• [WHAT NEEDS TO BE DONE] Without the pictures, set down every line of the data exactly.

[start of PROVIDED INFORMATION]

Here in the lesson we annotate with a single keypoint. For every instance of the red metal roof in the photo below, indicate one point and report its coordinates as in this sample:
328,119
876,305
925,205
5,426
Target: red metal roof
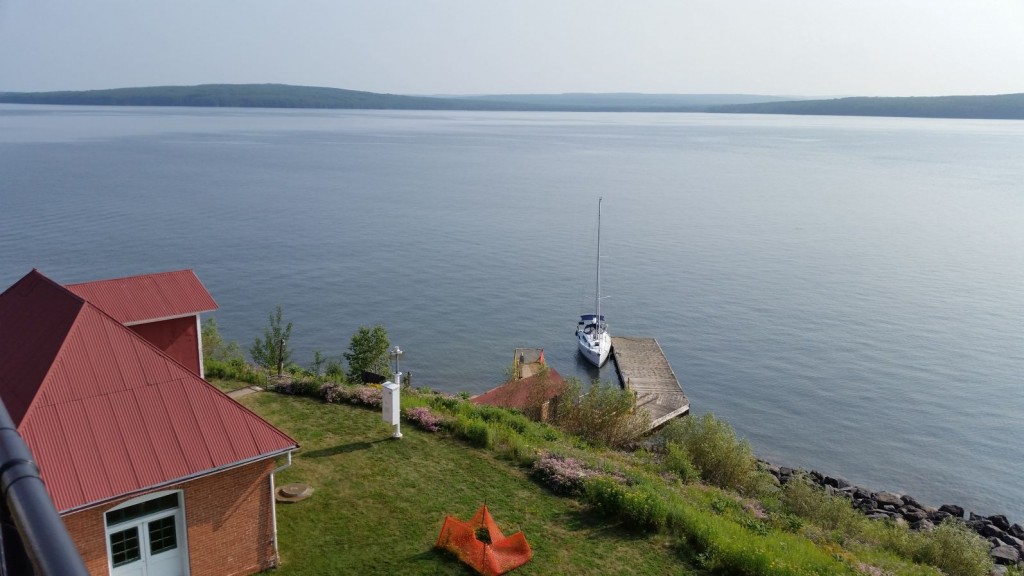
147,297
103,412
519,394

[end of PROVIDED INFORMATION]

• [REPLY TO THE EXERCISE]
Here in the lesson we annotate with a single keypoint. For every instance of the red metal roof in the photo below, indicate one point and report its coordinates as in this sample:
328,119
876,305
925,205
5,426
Target: red metal roof
147,297
103,412
519,394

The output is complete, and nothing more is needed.